WORK ORDER :: Set down the entries once more, exactly as given.

[Natural-language object grounding data]
◆ ◆ ◆ ◆ ◆

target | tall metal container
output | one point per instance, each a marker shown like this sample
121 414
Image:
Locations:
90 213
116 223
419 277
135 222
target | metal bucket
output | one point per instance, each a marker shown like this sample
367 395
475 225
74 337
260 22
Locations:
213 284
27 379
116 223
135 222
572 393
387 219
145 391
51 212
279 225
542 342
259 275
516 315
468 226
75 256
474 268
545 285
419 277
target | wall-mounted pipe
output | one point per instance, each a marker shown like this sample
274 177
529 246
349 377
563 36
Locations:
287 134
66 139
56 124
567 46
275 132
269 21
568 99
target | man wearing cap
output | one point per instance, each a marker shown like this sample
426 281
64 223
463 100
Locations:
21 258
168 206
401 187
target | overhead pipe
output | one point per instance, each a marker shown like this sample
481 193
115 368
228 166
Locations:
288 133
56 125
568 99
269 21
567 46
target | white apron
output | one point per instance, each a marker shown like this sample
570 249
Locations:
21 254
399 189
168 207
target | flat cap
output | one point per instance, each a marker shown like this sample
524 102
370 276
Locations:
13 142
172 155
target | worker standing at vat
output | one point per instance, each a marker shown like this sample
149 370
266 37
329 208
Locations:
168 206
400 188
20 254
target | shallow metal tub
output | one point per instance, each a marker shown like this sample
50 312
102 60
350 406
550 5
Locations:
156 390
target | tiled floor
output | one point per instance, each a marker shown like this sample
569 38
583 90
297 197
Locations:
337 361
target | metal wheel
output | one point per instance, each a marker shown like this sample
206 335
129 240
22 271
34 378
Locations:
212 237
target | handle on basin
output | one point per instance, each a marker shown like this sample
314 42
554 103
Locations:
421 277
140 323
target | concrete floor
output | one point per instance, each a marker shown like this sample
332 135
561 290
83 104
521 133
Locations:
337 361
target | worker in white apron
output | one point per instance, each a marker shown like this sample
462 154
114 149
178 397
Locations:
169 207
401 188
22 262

◆ ◆ ◆ ◆ ◆

WORKED SOLUTION ::
target | tall metal container
output | one point per instance, each a marker shown like this sample
121 414
Image:
Locations:
90 213
116 223
419 277
135 222
target | metal bucket
output | one point per instance, each a marker shown like this sample
367 395
475 225
74 337
260 22
Locations:
213 284
27 379
116 223
135 222
572 393
387 219
145 391
51 212
279 225
542 342
259 275
516 315
468 226
75 256
474 268
545 285
419 277
target | wall-mounted pipe
output | one point per instance, each a marker shown like this sample
274 177
529 246
349 377
563 36
Locations:
287 134
66 139
56 124
567 46
275 132
269 21
568 99
target | man wearing cap
output | one point per instance, each a marker shown like this sample
426 281
64 223
463 100
Locations:
21 258
168 206
401 187
target | overhead pipe
output | one point per instance, each a marker shown like this sample
481 193
115 368
228 166
Locations:
288 133
56 125
568 99
269 21
567 46
target | white apron
output | one point per instance, each a marker shown like this sample
570 249
Locations:
21 254
399 189
168 207
target | flat cap
output | one point per instance, each a marker shown like this sample
524 102
370 276
Locations:
13 142
172 155
target | worker standing at vat
output | one point per instance, each a marker shown like this sample
149 370
266 37
329 208
Locations:
168 206
400 188
20 254
target | shallow metal tub
output | one point per instance, each a marker shown like this sample
50 312
102 60
350 406
550 5
Locations:
156 390
target | tiled floor
output | one point per instance, each a marker shown like this sample
569 38
583 90
297 197
Locations:
337 361
target | metal wheel
output | one point per instance, each a marker shown like this sample
206 335
129 240
22 271
34 378
Locations:
212 237
target | handle on basin
output | one point per instance, each a marker shown like this sample
314 42
554 103
Locations:
421 277
140 323
target | concrete floor
output | one point per instance, each a marker shown like this sample
332 135
561 290
83 104
521 133
Locations:
337 361
target | worker in white apron
output | one point per instance, each a marker shown like this sample
462 154
114 149
178 397
Locations:
169 207
401 188
22 262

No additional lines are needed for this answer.